• [What is needed]
Exactly the lines from the one with "on the pale" to the end of the listing must be repeated, both ends included, with nothing added.

Entries supplied below:

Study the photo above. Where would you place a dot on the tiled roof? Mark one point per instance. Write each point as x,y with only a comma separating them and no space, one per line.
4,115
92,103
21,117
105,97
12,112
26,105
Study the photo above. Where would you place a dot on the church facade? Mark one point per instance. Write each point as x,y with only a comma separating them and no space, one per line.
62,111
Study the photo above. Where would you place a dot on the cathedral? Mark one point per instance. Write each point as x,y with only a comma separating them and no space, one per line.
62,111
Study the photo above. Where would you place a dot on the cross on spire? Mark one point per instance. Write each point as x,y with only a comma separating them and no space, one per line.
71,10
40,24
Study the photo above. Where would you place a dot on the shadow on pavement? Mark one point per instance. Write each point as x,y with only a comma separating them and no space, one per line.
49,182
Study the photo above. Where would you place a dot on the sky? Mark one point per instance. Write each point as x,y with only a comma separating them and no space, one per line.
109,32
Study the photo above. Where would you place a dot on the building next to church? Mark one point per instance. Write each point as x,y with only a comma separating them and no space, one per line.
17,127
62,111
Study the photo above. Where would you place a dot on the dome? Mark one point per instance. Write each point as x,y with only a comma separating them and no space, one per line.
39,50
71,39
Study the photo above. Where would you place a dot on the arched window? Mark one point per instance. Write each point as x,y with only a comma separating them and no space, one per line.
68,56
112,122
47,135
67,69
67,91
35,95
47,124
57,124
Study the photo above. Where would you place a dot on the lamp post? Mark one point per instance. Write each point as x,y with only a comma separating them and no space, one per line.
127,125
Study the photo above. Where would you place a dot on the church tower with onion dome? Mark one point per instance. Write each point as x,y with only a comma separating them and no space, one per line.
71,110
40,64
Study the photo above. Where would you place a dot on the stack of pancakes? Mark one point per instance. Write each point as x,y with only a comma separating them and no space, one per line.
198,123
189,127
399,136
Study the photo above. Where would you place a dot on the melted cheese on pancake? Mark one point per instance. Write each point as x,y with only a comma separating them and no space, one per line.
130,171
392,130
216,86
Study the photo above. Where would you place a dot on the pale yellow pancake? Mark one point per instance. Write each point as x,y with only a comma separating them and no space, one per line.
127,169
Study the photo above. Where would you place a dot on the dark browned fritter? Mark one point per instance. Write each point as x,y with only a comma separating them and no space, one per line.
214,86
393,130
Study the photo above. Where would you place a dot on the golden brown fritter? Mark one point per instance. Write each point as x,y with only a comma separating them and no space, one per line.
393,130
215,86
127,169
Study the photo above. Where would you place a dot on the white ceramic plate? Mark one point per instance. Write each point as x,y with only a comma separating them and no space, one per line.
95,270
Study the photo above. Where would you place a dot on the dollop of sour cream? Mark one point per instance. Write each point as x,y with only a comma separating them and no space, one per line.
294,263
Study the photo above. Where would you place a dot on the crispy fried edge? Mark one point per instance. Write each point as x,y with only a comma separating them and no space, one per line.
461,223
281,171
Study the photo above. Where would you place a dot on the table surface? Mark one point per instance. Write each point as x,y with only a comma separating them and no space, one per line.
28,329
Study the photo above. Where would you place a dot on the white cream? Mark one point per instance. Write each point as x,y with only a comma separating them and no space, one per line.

End of Entries supplied.

• [Response]
Study the photo above. Where would you place a dot on the pale yellow pancake? Mark one point per instance. Write each point as x,y with only a comma separating them and no space, one per line.
127,169
Study the photo above. Where would you place a dot on the dark browned fritter? Mark one point per instance. Write each point as x,y with only a comma separating them and no space, one per line.
214,86
393,130
Study the photo above. Where would you place a dot on the golden brown fritter? Mark one point per instance. Write each point as x,y with only a comma separating them and no space, one per line.
393,130
215,86
127,169
Study the photo above. Where would you place a dot on the white ceramic plate? Mark one point per instance. Write each point as x,y with only a comma separating them and no space, one per line.
95,270
Study the photo above. Where would you place a dot on the dollop of sour cream? Mark one point per instance. Write each point as x,y with only a comma separating them and no space, one per line.
294,263
Study the photo above. Where would you place a dot on the crispy fried edge? Mark one point per instance. Write each point as x,y with only a comma separating them and no space, one per line.
461,223
281,171
Study the photo above. Where would you place a dot on the table surface? Mark one point per instance. Write each point as x,y with only a comma separating them and no space, one per line.
28,329
Study the photo above. Where would you place a dot on the white cream? Mark one point per instance. Write each point as x,y with only a comma separating them and no space, one per line.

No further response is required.